# How to complete this task:
The listing is to be returned word for word, without its images.

************

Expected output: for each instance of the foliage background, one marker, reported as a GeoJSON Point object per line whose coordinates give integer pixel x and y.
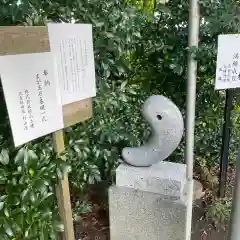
{"type": "Point", "coordinates": [140, 49]}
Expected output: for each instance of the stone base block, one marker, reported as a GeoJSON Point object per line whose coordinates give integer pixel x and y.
{"type": "Point", "coordinates": [164, 178]}
{"type": "Point", "coordinates": [139, 215]}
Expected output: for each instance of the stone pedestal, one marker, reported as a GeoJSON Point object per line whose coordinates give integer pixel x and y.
{"type": "Point", "coordinates": [148, 203]}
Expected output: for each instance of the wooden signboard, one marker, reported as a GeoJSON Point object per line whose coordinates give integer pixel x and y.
{"type": "Point", "coordinates": [22, 40]}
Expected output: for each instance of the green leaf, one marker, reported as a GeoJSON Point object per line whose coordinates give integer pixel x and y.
{"type": "Point", "coordinates": [1, 205]}
{"type": "Point", "coordinates": [19, 159]}
{"type": "Point", "coordinates": [8, 229]}
{"type": "Point", "coordinates": [25, 195]}
{"type": "Point", "coordinates": [6, 212]}
{"type": "Point", "coordinates": [4, 157]}
{"type": "Point", "coordinates": [58, 227]}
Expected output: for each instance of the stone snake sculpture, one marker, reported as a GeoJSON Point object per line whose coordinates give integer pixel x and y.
{"type": "Point", "coordinates": [167, 126]}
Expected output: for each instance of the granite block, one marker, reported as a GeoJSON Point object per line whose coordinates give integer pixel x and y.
{"type": "Point", "coordinates": [140, 215]}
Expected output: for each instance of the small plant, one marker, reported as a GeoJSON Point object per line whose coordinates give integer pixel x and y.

************

# Your solution:
Expected output: for each instance of the foliage background, one marker, reported as a GeoJSON Point object per line whose coordinates give integer pixel x and y.
{"type": "Point", "coordinates": [140, 49]}
Expected output: for each instance of the stone base block, one marker, reported as a GeoJSON Point object per line whose coordinates give integer pixel x and y.
{"type": "Point", "coordinates": [164, 178]}
{"type": "Point", "coordinates": [139, 215]}
Expected output: for each instance of the stone pedestal, one marker, reported as a GeoJSON Point object per line whose coordinates give integer pixel x and y.
{"type": "Point", "coordinates": [148, 203]}
Expected output: for each instance of the wooden signboard, one marker, reported as a GeoJSON Point object per line whose coordinates give integer pixel x and y.
{"type": "Point", "coordinates": [22, 40]}
Expected output: for each instance of the green leaf, one marker, reported as a GeoJSON Point object per line whose coordinates give integer pixel x and y.
{"type": "Point", "coordinates": [1, 205]}
{"type": "Point", "coordinates": [19, 159]}
{"type": "Point", "coordinates": [8, 229]}
{"type": "Point", "coordinates": [25, 195]}
{"type": "Point", "coordinates": [6, 212]}
{"type": "Point", "coordinates": [4, 157]}
{"type": "Point", "coordinates": [58, 227]}
Expected output: for each instance of the stone snake sculpture, one marker, reported as a GeoJSON Point object per line whose coordinates give integer pixel x and y.
{"type": "Point", "coordinates": [167, 126]}
Expected output: for each instance of the granite block, one marker, reported as a GeoJSON Point object per line whose coordinates give integer pixel x and y.
{"type": "Point", "coordinates": [140, 215]}
Expected output: for each instance of the small plant, one marker, reported as a GeoJSON Point object per line whose coordinates give integer pixel x and y.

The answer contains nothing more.